◆ **Exercices**:
[1] Pouvez-vous résumer sous forme de liste le paragraphe du texte sur l'année liturgique qui commence par « Chaque année, ce cycle liturgique recommence » ?
[2] D'après le texte sur l'année liturgique, quelle fête est célébrée le dernier dimanche de l'année liturgique ?
[3] Poursuivez le texte sur l'année liturgique à partir de sa dernière phrase.

◆ **Texte à lire**:
•••
Entre ces périodes fastes de la liturgie se vit le temps de l’Église, le temps que l’on appelle « ordinaire », qui reprend après la Pentecôte, du printemps jusqu’à l’automne, et qui nous conduit jusqu’à la fête d’aujourd’hui, qui est le dernier dimanche de l’année liturgique. C’est la fête du Christ-Roi. L’Église proclame la Seigneurie du Christ, sa royauté sur l’univers.

Chaque année, ce cycle liturgique recommence, et pourtant, on ne finit jamais d’en découvrir la nouveauté, car notre vie évolue, et nous-mêmes nous changeons. Il s’en passe des choses en une année. Notre foi avec Dieu s’approfondit, on la questionne. Parfois, c’est la vie qui nous bouscule, qui nous violente même, et il est bon que la liturgie nous invite à nous redire qui est le Christ pour nous au terme de chaque année liturgique.
•••
◆ **Matériel fourni**:
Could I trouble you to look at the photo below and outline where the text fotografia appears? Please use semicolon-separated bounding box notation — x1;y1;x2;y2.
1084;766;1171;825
•••
◆ **Réponses**:
[1]
- Le cycle liturgique recommence chaque année, mais on n'en finit jamais de découvrir sa nouveauté, car notre vie évolue et nous changeons.
- En une année, il se passe beaucoup de choses : la foi s'approfondit et on la questionne.
- La vie peut aussi nous bousculer, voire nous violenter.
- Il est donc bon que la liturgie invite, au terme de chaque année liturgique, à redire qui est le Christ pour nous.

[2] La fête du Christ-Roi.

[3]
Alors, qu’affirmons-nous en ce dimanche du Christ-Roi ? Tout d’abord, nous croyons qu’il y a deux mille ans « l’Absolu s’est incarné et qu’il porte un visage, le visage de Jésus Christ ! » (Jacques de Bourbon-Busset). Nous croyons et nous affirmons qu’il est le Seigneur des vivants et des morts, que tout a été remis entre ses mains par le Père, et qu’il nous appelle à vivre éternellement auprès de lui. Nous croyons que sa vie donne sens à notre existence, qu’elle en est le fondement, et qu’il nous appelle à une vie en plénitude dès ici-bas. Nous faisons nôtre l’affirmation de l’Apôtre Pierre à Jésus, lorsqu’il lui disait : « À qui d’autre irions-nous Seigneur ? Tu as les paroles de la vie éternelle ! »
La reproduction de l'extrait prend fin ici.